** Task details **
Rewrite all of the material below as a numbered list, one line per item, without blank lines. Leave the pictures out of your answer.

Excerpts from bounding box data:
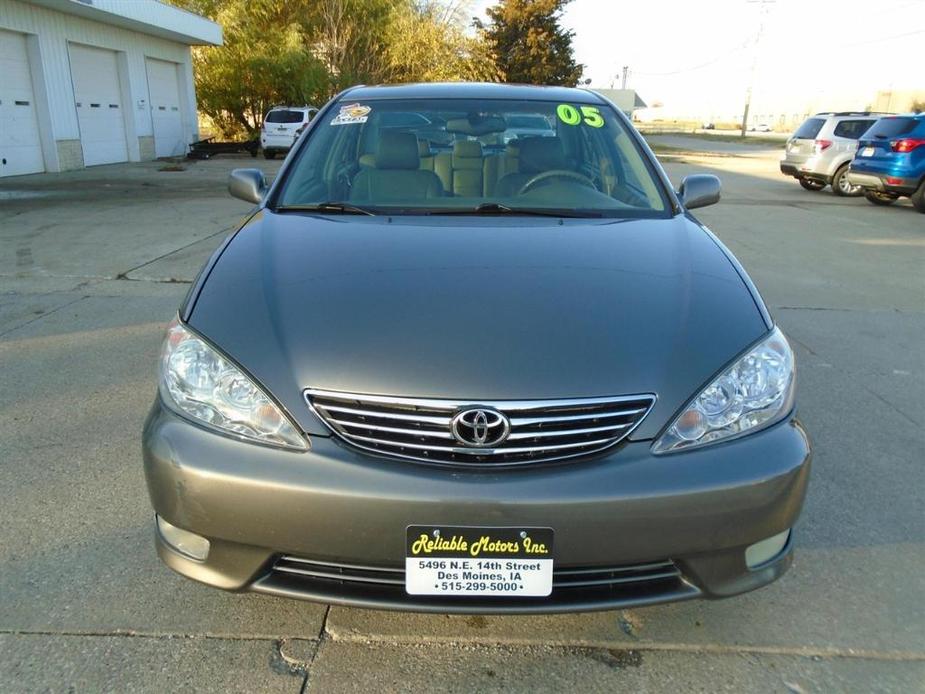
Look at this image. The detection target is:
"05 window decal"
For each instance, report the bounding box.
[556,104,604,128]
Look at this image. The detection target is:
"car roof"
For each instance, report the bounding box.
[342,82,608,104]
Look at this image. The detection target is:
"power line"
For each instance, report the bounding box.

** Output of the task **
1. Look at this image. The detection target is:
2. "05 window decal"
3. For each instance, report the bounding box.
4. [556,104,604,128]
5. Look at this image. The detection target is:
6. "car roof"
7. For each instance, report the bounding box.
8. [342,82,608,104]
9. Look at this image. The detection target is:
10. "power line"
11. For each instance, report the bounding box.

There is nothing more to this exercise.